*** Opening Listed records ***

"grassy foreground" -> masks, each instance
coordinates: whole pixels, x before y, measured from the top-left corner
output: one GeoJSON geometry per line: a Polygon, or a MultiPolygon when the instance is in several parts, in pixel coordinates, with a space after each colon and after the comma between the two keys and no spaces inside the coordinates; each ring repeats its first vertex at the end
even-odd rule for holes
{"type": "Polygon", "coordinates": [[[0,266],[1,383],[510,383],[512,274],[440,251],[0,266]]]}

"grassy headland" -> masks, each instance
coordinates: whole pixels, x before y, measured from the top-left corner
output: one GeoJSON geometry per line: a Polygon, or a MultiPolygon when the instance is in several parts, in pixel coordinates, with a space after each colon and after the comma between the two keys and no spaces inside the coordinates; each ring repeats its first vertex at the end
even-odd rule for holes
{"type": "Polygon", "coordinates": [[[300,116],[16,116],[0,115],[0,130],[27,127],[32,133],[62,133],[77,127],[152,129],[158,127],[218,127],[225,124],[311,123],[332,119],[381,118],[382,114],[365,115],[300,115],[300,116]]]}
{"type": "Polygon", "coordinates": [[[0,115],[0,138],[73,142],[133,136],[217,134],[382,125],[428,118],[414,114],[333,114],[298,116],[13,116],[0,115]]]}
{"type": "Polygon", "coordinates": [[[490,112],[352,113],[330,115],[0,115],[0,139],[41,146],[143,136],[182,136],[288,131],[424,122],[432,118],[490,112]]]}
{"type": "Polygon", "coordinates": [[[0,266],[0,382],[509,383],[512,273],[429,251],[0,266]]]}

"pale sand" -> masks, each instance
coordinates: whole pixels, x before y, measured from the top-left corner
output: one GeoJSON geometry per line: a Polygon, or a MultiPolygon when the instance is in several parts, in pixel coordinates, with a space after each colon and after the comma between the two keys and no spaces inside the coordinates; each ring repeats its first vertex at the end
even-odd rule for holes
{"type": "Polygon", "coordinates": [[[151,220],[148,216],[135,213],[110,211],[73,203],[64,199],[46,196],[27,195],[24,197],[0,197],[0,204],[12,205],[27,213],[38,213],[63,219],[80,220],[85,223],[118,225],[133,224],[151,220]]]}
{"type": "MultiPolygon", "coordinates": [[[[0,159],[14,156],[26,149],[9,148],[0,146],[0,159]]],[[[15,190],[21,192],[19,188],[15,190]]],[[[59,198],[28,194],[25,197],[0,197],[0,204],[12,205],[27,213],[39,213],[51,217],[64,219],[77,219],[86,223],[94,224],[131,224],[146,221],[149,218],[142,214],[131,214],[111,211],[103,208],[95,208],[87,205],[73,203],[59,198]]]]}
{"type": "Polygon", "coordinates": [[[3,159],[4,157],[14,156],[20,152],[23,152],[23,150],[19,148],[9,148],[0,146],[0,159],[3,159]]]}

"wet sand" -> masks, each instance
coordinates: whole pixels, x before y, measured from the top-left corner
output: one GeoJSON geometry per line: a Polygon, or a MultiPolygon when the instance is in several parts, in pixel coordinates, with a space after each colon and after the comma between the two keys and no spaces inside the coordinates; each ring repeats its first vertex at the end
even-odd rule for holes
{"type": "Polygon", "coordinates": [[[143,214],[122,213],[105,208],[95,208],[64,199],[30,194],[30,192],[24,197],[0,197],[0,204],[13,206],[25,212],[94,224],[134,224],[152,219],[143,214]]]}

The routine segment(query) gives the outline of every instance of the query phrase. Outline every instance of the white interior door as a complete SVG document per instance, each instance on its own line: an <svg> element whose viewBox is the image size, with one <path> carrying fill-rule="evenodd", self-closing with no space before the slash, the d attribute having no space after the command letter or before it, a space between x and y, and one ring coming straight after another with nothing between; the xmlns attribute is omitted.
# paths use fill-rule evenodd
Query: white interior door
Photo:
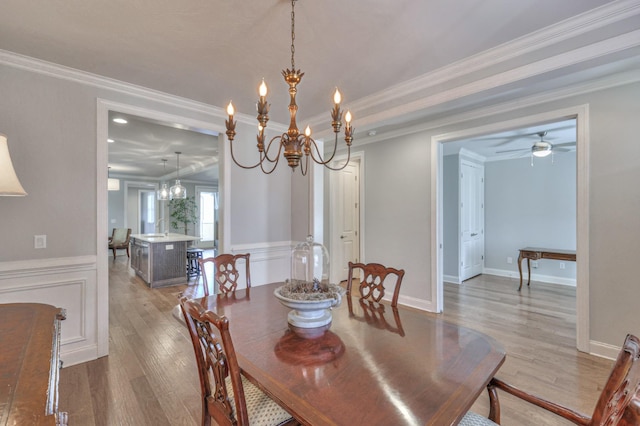
<svg viewBox="0 0 640 426"><path fill-rule="evenodd" d="M460 161L460 282L484 266L484 167Z"/></svg>
<svg viewBox="0 0 640 426"><path fill-rule="evenodd" d="M331 172L331 280L346 280L349 262L360 260L360 162Z"/></svg>

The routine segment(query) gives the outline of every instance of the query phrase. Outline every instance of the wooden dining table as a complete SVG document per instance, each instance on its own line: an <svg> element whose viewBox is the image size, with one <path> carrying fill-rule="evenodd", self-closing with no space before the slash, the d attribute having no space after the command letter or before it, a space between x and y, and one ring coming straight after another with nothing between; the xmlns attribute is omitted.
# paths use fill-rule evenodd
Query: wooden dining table
<svg viewBox="0 0 640 426"><path fill-rule="evenodd" d="M301 338L273 295L281 285L196 300L229 318L243 374L302 424L455 425L504 362L485 334L358 298L333 308L321 337Z"/></svg>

*** Closing Listed records ***

### The problem
All records above are to be printed exactly, minus the pictures they contain.

### Result for this exercise
"grassy foreground" -> masks, each instance
coordinates: whole pixels, x before y, measured from the top-left corner
output: one GeoJSON geometry per line: a Polygon, or a MultiPolygon when the instance is in several parts, in pixel coordinates, with a space after each colon and after the comma between the two keys and no spaces inside the coordinates; each ring repeats its first vertex at the end
even-odd rule for holes
{"type": "Polygon", "coordinates": [[[0,266],[1,383],[510,383],[512,274],[440,251],[0,266]]]}

"grassy headland" -> masks, each instance
coordinates: whole pixels, x before y, measured from the top-left corner
output: one GeoJSON geometry per line: a Polygon, or a MultiPolygon when the instance is in several parts, in pixel coordinates, with a space after each colon and after the comma between the two keys and no spaces inside the coordinates; each ring repeats its first vertex at the end
even-odd rule for holes
{"type": "Polygon", "coordinates": [[[300,116],[16,116],[0,115],[0,130],[27,127],[32,133],[62,133],[77,127],[152,129],[158,127],[218,127],[225,124],[311,123],[332,119],[381,118],[382,114],[365,115],[300,115],[300,116]]]}
{"type": "Polygon", "coordinates": [[[0,115],[0,138],[73,142],[133,136],[217,134],[382,125],[428,118],[414,114],[333,114],[298,116],[13,116],[0,115]]]}
{"type": "Polygon", "coordinates": [[[490,112],[352,113],[330,115],[0,115],[0,139],[41,146],[143,136],[182,136],[288,131],[424,122],[432,118],[490,112]]]}
{"type": "Polygon", "coordinates": [[[0,266],[0,382],[509,383],[512,273],[429,251],[0,266]]]}

"pale sand" -> masks, each instance
coordinates: whole pixels, x before y, measured from the top-left corner
output: one GeoJSON geometry per line: a Polygon, or a MultiPolygon when the instance is in several parts, in pixel coordinates, with a space after each colon and after the comma between the two keys and no spaces inside the coordinates; each ring repeats its first vertex at the end
even-odd rule for holes
{"type": "Polygon", "coordinates": [[[151,220],[148,216],[135,213],[110,211],[73,203],[64,199],[46,196],[27,195],[24,197],[0,197],[0,204],[12,205],[27,213],[38,213],[63,219],[80,220],[85,223],[118,225],[133,224],[151,220]]]}
{"type": "MultiPolygon", "coordinates": [[[[0,159],[14,156],[26,149],[9,148],[0,146],[0,159]]],[[[15,190],[21,192],[19,188],[15,190]]],[[[59,198],[28,194],[25,197],[0,197],[0,204],[12,205],[27,213],[39,213],[51,217],[64,219],[77,219],[86,223],[94,224],[131,224],[146,221],[149,218],[142,214],[131,214],[111,211],[103,208],[95,208],[87,205],[73,203],[59,198]]]]}
{"type": "Polygon", "coordinates": [[[3,159],[4,157],[14,156],[20,152],[23,152],[23,150],[19,148],[9,148],[0,146],[0,159],[3,159]]]}

"wet sand" -> masks, each instance
coordinates: whole pixels, x before y, measured from the top-left corner
output: one GeoJSON geometry per line: a Polygon, or a MultiPolygon when the instance is in several parts, in pixel coordinates, with a space after each colon and after the comma between the two keys and no spaces inside the coordinates; each ring repeats its first vertex at the end
even-odd rule for holes
{"type": "Polygon", "coordinates": [[[143,214],[122,213],[105,208],[95,208],[64,199],[30,194],[30,192],[24,197],[0,197],[0,204],[13,206],[25,212],[94,224],[134,224],[152,219],[143,214]]]}

The routine segment(query) gives the outline of every instance of the query phrase. Outline every instance of the white interior door as a complete SVG document per instance, each instance on its own line: an <svg> element whose viewBox is the image size, with one <path> carrying fill-rule="evenodd", self-closing with no space before the slash, the d attribute having no space after the command letter or before it, a space between x and y, and one ring coming straight after another with nothing between; the xmlns attribute is omitted.
# paths use fill-rule evenodd
Query: white interior door
Photo:
<svg viewBox="0 0 640 426"><path fill-rule="evenodd" d="M460 161L460 282L484 266L484 167Z"/></svg>
<svg viewBox="0 0 640 426"><path fill-rule="evenodd" d="M331 172L331 280L346 280L349 262L360 260L360 162Z"/></svg>

The routine segment(query) gives the outline of every instance of the query phrase. Outline every instance of the wooden dining table as a complete SVG document per instance, each instance on its own line: an <svg> element whose viewBox is the image size, with one <path> carrying fill-rule="evenodd", self-closing with no space before the slash, the d attribute having no space after the command letter or before it, a space between x and y, and one ring coming straight after another with nothing between; the xmlns attribute is omitted.
# paths use fill-rule evenodd
Query: wooden dining table
<svg viewBox="0 0 640 426"><path fill-rule="evenodd" d="M301 338L273 295L281 285L196 300L229 318L243 374L302 424L455 425L504 362L485 334L358 298L333 308L321 337Z"/></svg>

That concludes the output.